*Goal*: Copy every one of the items below word for word, leaving the pictures out of your answer.

# Data section start

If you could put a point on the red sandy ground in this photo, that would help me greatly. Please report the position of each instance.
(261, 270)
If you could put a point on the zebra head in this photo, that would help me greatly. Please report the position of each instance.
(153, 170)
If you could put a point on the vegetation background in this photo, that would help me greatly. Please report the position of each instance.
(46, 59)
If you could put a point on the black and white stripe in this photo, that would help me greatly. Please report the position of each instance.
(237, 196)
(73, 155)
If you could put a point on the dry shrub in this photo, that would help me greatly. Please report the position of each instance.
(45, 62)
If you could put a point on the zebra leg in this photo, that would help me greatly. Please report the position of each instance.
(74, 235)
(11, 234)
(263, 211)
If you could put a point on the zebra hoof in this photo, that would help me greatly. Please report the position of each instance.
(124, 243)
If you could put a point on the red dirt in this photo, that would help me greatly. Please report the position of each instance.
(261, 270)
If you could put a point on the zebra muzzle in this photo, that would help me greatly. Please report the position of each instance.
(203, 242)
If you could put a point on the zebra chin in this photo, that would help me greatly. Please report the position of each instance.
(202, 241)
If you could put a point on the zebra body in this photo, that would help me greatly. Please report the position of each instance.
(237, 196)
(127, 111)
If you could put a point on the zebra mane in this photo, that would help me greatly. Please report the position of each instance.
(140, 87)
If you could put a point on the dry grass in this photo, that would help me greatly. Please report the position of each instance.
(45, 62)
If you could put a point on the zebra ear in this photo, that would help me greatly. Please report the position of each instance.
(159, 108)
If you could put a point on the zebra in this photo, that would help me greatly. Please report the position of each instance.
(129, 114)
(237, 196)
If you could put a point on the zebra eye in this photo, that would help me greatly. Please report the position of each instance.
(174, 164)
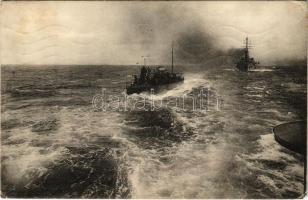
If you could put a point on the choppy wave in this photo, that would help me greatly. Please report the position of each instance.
(57, 147)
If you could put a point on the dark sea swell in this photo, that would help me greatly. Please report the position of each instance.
(55, 144)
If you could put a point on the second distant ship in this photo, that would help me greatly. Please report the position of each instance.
(246, 63)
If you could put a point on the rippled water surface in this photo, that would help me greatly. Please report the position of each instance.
(55, 144)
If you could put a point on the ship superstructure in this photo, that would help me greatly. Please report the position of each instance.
(152, 78)
(246, 63)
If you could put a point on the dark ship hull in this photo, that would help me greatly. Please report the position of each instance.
(150, 78)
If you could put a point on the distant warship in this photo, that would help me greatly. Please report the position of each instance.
(246, 63)
(153, 78)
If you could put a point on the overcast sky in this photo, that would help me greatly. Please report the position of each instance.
(122, 32)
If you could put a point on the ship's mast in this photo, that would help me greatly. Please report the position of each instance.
(172, 58)
(246, 50)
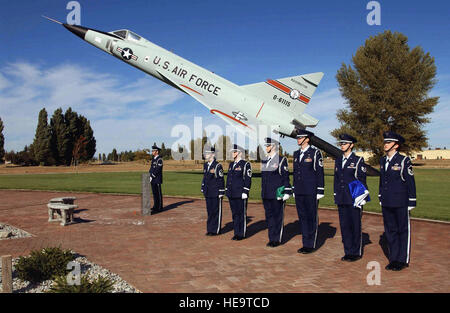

# Data section end

*Exercise response*:
If you could put a point on the red sandy ground in this photo, that would help me greatly. Please report the position of each instance.
(261, 270)
If you could put a point on the zebra head in this photo, that would help me greatly. Please report the position of each instance.
(153, 170)
If you could put a point on the vegetation background in this photo, that would help me greatly. Please report the position of each instance.
(46, 59)
If you could put a point on the black and white stripe in this photo, that would help me greatly. Please report the position of each instance.
(237, 196)
(73, 155)
If you could put a point on the dry shrub in this photo, that would help me greatly. Please report the position of each instance.
(45, 62)
If you could put a point on the zebra leg in this photo, that would help me greatly. Please report the position of each instance.
(74, 235)
(11, 234)
(263, 211)
If you could put a point on the zebra hoof in this photo, that would help me greatly. Please report the position of each instance.
(124, 243)
If you could put a point on the red dirt in this photo, that would help me greatly. Please report the position of each instance.
(261, 270)
If you could put a point on the zebra muzzle in this photo, that would help me greatly. Please report the position of each instance.
(203, 242)
If you could put a point on the zebra chin in this photo, that would help me greatly. Please report the position of each instance.
(202, 241)
If you could put a point on the zebra body in this photo, that would help me greatly. Please report the position of each instance.
(237, 196)
(127, 111)
If you could put a point on the zebra mane in this photo, that would help me greatly. Please report the position of each instance.
(140, 87)
If you could put a point on the dry grass in this photo, that would help me greatly. Please report the position of each instance.
(45, 62)
If you could put a point on the zebra ear in this photo, that would help me greatly. Please report the position of each instance.
(159, 108)
If you could put a point on the zebra in this photo, that would help me greatly. Please report the position of each instance.
(129, 114)
(237, 196)
If you could put a point on the zebra eye in this photo, that would help me greatly. Please report the position of each instance.
(174, 164)
If you could put a point on the choppy wave in this photo, that would help me greatly. Please report the position of each instance.
(57, 147)
If you could put a point on the dark sea swell in this photo, that would help me greatly. Please report the position of each instance.
(55, 144)
If you could put a point on the second distant ship in this photo, that would help me greatly. Please report the position of each instance.
(246, 63)
If you could put a point on the rippled water surface in this photo, that would help me greatly. Please report the position of each instance.
(55, 144)
If you could put a point on the ship superstructure in this photo, that would help me greatly. Please report the position of each instance.
(152, 78)
(246, 63)
If you could put a point on the dark ship hull in this photo, that would help me greatly. Please report the position of each instance.
(150, 78)
If you could put a point on the distant warship in this photo, that would help me greatly. Please report the position of each instance.
(246, 63)
(153, 78)
If you could put a point on the overcast sky in this photo, that would help me greatly. Please report the position of each instance.
(122, 32)
If you could put a point on the ship's mast in this photo, that would help me greatly. Please report the position of each instance.
(172, 58)
(246, 50)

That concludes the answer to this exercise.